Segmentation mask data:
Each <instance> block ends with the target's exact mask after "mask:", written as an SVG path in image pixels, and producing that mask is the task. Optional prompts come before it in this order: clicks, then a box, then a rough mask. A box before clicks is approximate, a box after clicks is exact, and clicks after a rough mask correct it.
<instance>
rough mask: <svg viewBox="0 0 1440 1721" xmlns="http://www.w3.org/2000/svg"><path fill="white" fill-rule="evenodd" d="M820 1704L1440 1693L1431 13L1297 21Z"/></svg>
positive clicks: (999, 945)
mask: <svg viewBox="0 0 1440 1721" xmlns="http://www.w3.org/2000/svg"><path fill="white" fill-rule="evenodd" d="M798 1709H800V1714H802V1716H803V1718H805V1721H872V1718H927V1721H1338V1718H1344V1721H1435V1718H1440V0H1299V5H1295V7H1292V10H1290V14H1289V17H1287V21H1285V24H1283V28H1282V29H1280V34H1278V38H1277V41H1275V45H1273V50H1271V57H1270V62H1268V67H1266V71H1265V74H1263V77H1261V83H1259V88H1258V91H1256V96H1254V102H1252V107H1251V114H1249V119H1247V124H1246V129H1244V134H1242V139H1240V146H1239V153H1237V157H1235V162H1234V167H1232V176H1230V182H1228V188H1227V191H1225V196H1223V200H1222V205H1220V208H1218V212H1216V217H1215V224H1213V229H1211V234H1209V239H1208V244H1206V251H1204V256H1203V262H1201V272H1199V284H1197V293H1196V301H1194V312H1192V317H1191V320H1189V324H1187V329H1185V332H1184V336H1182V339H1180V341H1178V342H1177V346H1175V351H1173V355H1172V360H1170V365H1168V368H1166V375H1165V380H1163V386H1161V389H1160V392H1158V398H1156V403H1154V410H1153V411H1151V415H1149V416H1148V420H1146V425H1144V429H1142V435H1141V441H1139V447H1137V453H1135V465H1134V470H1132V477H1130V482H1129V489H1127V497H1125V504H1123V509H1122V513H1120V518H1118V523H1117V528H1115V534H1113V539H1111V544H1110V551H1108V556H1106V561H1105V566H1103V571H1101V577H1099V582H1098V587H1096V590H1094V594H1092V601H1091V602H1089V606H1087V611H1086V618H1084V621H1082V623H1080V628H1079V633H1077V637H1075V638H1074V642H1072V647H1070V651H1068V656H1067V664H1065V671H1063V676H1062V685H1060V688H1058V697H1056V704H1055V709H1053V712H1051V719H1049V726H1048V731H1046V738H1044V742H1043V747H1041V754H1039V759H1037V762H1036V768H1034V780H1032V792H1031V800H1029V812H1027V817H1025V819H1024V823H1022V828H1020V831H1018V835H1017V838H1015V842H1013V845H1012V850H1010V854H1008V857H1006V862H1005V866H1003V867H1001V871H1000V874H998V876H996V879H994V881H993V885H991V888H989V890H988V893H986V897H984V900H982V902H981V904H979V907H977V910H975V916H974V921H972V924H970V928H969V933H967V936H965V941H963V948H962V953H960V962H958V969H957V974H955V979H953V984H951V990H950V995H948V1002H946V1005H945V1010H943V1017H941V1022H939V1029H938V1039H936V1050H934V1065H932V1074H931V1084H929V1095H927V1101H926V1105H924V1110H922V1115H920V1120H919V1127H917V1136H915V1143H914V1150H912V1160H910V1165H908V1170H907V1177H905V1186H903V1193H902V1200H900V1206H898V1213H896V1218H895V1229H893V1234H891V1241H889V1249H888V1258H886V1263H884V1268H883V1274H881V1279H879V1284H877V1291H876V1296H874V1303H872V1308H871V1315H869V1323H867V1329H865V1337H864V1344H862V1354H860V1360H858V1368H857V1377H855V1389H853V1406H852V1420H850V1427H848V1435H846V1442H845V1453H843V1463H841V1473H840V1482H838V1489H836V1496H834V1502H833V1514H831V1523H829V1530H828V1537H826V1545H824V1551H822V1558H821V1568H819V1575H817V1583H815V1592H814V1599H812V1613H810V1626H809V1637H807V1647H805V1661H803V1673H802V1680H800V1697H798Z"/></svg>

To do: Could you arrange every line of the records above as a numbered list, leaving out any blank lines?

Solution to the problem:
1. Each <instance> block ends with the target's exact mask after "mask:", written as an SVG path in image pixels, and producing that mask is the task. Optional prompts come before it in this order: clicks, then a box, then a rough mask. A box before clicks is approximate, a box after clicks is exact, and clicks after a rough mask correct it.
2. <instance>
3. rough mask: <svg viewBox="0 0 1440 1721" xmlns="http://www.w3.org/2000/svg"><path fill="white" fill-rule="evenodd" d="M820 1704L1440 1693L1431 13L1297 21Z"/></svg>
4. positive clicks: (999, 945)
5. mask: <svg viewBox="0 0 1440 1721" xmlns="http://www.w3.org/2000/svg"><path fill="white" fill-rule="evenodd" d="M798 1709H800V1714H802V1716H803V1718H805V1721H872V1718H927V1721H1338V1718H1344V1721H1435V1718H1440V0H1299V5H1295V7H1292V10H1290V14H1289V17H1287V21H1285V24H1283V28H1282V29H1280V34H1278V38H1277V41H1275V45H1273V50H1271V57H1270V62H1268V67H1266V71H1265V74H1263V77H1261V83H1259V88H1258V91H1256V96H1254V102H1252V107H1251V114H1249V119H1247V124H1246V129H1244V134H1242V139H1240V146H1239V153H1237V157H1235V162H1234V167H1232V176H1230V182H1228V188H1227V191H1225V196H1223V200H1222V205H1220V208H1218V212H1216V217H1215V224H1213V229H1211V234H1209V239H1208V244H1206V251H1204V256H1203V262H1201V272H1199V284H1197V293H1196V301H1194V312H1192V317H1191V320H1189V324H1187V329H1185V332H1184V336H1182V339H1180V341H1178V342H1177V346H1175V351H1173V355H1172V360H1170V365H1168V368H1166V375H1165V380H1163V386H1161V389H1160V392H1158V398H1156V403H1154V410H1153V411H1151V415H1149V416H1148V420H1146V425H1144V429H1142V435H1141V441H1139V447H1137V453H1135V465H1134V470H1132V477H1130V482H1129V489H1127V497H1125V504H1123V509H1122V513H1120V518H1118V523H1117V528H1115V534H1113V539H1111V544H1110V551H1108V556H1106V561H1105V566H1103V571H1101V577H1099V582H1098V587H1096V590H1094V594H1092V601H1091V602H1089V606H1087V611H1086V618H1084V621H1082V623H1080V628H1079V633H1077V637H1075V638H1074V642H1072V647H1070V651H1068V656H1067V664H1065V671H1063V676H1062V685H1060V688H1058V697H1056V704H1055V709H1053V712H1051V719H1049V726H1048V731H1046V738H1044V742H1043V747H1041V754H1039V759H1037V762H1036V768H1034V780H1032V792H1031V800H1029V812H1027V817H1025V819H1024V823H1022V828H1020V831H1018V835H1017V838H1015V842H1013V845H1012V850H1010V854H1008V857H1006V862H1005V866H1003V867H1001V871H1000V874H998V876H996V879H994V881H993V885H991V888H989V890H988V893H986V897H984V900H982V902H981V904H979V907H977V910H975V916H974V921H972V924H970V928H969V933H967V936H965V941H963V948H962V953H960V962H958V969H957V974H955V979H953V984H951V990H950V995H948V1002H946V1005H945V1010H943V1017H941V1022H939V1029H938V1039H936V1050H934V1065H932V1074H931V1084H929V1095H927V1101H926V1105H924V1110H922V1115H920V1120H919V1127H917V1136H915V1143H914V1150H912V1160H910V1165H908V1170H907V1177H905V1186H903V1193H902V1200H900V1206H898V1213H896V1218H895V1229H893V1234H891V1241H889V1249H888V1258H886V1263H884V1268H883V1274H881V1279H879V1284H877V1291H876V1296H874V1303H872V1308H871V1315H869V1323H867V1329H865V1337H864V1344H862V1354H860V1360H858V1368H857V1377H855V1389H853V1406H852V1420H850V1427H848V1435H846V1442H845V1453H843V1463H841V1473H840V1482H838V1489H836V1496H834V1502H833V1514H831V1523H829V1530H828V1537H826V1545H824V1551H822V1558H821V1568H819V1575H817V1583H815V1592H814V1599H812V1613H810V1626H809V1637H807V1647H805V1661H803V1673H802V1680H800V1697H798Z"/></svg>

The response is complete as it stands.